#### [Goal of the exercise]
Write every line of the following listing exactly as it reads.

• • • •

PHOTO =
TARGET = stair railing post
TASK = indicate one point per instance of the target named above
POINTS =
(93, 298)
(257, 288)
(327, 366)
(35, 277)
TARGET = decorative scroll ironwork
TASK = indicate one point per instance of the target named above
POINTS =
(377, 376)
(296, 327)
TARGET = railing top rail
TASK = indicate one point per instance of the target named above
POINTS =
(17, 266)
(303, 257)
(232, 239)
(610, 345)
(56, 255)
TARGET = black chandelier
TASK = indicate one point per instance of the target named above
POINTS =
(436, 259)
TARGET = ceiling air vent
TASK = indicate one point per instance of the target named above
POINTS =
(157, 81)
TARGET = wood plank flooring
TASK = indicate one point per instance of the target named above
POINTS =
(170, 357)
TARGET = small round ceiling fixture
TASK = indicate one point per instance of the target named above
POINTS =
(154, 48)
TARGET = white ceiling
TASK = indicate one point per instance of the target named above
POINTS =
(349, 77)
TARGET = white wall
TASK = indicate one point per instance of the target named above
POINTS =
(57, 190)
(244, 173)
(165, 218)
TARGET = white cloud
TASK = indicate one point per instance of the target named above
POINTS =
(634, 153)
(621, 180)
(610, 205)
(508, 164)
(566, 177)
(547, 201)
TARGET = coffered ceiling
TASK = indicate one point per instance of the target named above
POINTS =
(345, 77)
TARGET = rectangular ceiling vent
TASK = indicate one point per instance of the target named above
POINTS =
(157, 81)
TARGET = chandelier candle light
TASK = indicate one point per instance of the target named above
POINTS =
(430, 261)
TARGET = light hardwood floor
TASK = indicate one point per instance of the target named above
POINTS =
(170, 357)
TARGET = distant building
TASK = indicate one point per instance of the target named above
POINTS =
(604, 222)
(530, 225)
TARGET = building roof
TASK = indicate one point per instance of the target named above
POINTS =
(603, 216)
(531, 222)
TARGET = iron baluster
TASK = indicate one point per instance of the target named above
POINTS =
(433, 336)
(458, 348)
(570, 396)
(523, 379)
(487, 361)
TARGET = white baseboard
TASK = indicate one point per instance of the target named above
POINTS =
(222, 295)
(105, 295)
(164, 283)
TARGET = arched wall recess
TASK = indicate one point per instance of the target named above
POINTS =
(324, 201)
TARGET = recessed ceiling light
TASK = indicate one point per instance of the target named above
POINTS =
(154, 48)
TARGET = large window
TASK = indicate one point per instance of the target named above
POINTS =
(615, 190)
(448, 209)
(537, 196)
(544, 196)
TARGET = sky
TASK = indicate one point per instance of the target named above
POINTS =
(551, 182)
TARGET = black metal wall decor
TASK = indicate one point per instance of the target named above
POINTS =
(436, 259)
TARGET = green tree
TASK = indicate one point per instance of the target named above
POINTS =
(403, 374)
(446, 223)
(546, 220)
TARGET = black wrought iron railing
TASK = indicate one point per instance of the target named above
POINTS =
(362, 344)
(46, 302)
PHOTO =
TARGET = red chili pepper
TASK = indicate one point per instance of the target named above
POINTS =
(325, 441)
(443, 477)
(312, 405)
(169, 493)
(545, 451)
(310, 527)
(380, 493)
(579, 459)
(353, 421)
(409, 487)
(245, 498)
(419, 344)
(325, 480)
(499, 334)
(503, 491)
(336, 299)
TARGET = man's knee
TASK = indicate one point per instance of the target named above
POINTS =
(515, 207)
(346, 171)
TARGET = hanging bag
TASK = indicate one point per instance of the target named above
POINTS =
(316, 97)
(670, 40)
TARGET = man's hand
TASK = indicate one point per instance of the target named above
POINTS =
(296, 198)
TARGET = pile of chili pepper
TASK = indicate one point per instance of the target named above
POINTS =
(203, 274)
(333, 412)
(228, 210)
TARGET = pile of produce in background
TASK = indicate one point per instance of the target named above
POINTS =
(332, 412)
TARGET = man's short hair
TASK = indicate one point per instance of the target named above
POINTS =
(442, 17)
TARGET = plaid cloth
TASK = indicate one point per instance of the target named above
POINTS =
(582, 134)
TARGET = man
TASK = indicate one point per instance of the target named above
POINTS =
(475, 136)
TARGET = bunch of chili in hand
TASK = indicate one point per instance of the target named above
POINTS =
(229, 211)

• • • •

#### [Solution to the problem]
PHOTO =
TARGET = stair railing post
TASK = indicate one point per instance of the target named above
POINTS =
(93, 298)
(257, 288)
(327, 366)
(35, 277)
TARGET = decorative scroll ironwork
TASK = indicate one point per instance of the target named above
POINTS =
(377, 376)
(296, 327)
TARGET = railing top rail
TASK = indicate one point per instance of the target named above
POINTS =
(17, 266)
(303, 257)
(232, 239)
(610, 345)
(56, 255)
TARGET = black chandelier
TASK = indicate one point per instance of the target named above
POINTS =
(436, 259)
TARGET = ceiling air vent
TASK = indicate one point per instance of the target named above
POINTS =
(157, 81)
TARGET = wood plank flooring
TASK = indicate one point per instance of the target named above
POINTS =
(170, 357)
TARGET = small round ceiling fixture
TASK = indicate one point per instance of the target named above
POINTS =
(154, 48)
TARGET = white ceiling
TASK = indicate one point per instance of the target named above
POINTS =
(349, 77)
TARGET = white wall
TASK = indicate one point per instance of the target named above
POINTS =
(57, 190)
(244, 173)
(165, 218)
TARGET = white cloud
TASK = indicate one point per instance of the target named above
POINTS =
(634, 153)
(621, 180)
(610, 205)
(508, 164)
(566, 177)
(547, 201)
TARGET = coffered ceiling
TASK = indicate one point per instance of the target named above
POINTS =
(345, 77)
TARGET = rectangular ceiling vent
TASK = indicate one point per instance of the target named above
POINTS =
(157, 81)
TARGET = chandelier candle light
TASK = indicate one point per instance of the target named above
POINTS =
(430, 261)
TARGET = light hardwood floor
TASK = indicate one point per instance of the target named above
POINTS =
(170, 357)
TARGET = distant building
TASK = indicate one point per instance of the target named above
POINTS =
(604, 222)
(530, 225)
TARGET = building roof
TASK = indicate one point per instance of the target named above
POINTS =
(603, 216)
(531, 222)
TARGET = iron baluster
TASK = indicate one point per instance of the target named above
POINTS =
(433, 336)
(458, 348)
(570, 396)
(523, 379)
(487, 361)
TARGET = white baseboard
TASK = indicate one point per instance of the target named above
POINTS =
(222, 295)
(105, 295)
(164, 283)
TARGET = arched wall recess
TASK = indicate one point per instance of the target named above
POINTS =
(324, 201)
TARGET = recessed ceiling light
TASK = indicate one point per instance of the target named above
POINTS =
(154, 48)
TARGET = large window
TASK = indicate one point per instance of the target named above
POINTS =
(615, 190)
(448, 209)
(537, 196)
(544, 196)
TARGET = sky
TASK = indicate one point per instance of the target named above
POINTS =
(551, 182)
TARGET = black metal wall decor
TASK = indicate one point per instance of the target named above
POINTS =
(436, 259)
TARGET = green tree
TASK = indicate one point per instance of the target named above
POINTS =
(403, 374)
(446, 223)
(546, 220)
TARGET = black wrought iron railing
TASK = indicate one point per instance of the target named above
POINTS =
(362, 344)
(46, 302)
PHOTO =
TARGET = red chili pepper
TASK = indicate one point per instance of the target named above
POINTS =
(325, 441)
(443, 477)
(312, 405)
(169, 493)
(545, 451)
(310, 527)
(380, 493)
(579, 459)
(353, 421)
(409, 487)
(245, 498)
(419, 344)
(325, 480)
(499, 334)
(503, 491)
(336, 299)
TARGET = man's knee
TASK = indicate one point per instance of the target named above
POINTS =
(515, 207)
(346, 171)
TARGET = hanging bag
TASK = indicate one point per instance of the target named above
POINTS =
(316, 97)
(670, 40)
TARGET = man's hand
TASK = indicate one point per instance of the target named above
POINTS =
(296, 198)
TARGET = pile of chili pepper
TASK = indicate one point per instance of the target named above
POINTS =
(203, 274)
(333, 412)
(228, 210)
TARGET = pile of produce in background
TASK = indicate one point per instance of the target named above
POINTS =
(332, 412)
TARGET = man's short hair
TASK = indicate one point per instance of the target named above
POINTS =
(442, 17)
TARGET = plaid cloth
TASK = indicate one point per instance of the target named above
POINTS =
(582, 134)
TARGET = man
TASK = indicate one point per instance of the target named above
POINTS =
(475, 136)
TARGET = bunch of chili in hand
TASK = indicate one point per instance of the target named above
POINTS =
(229, 211)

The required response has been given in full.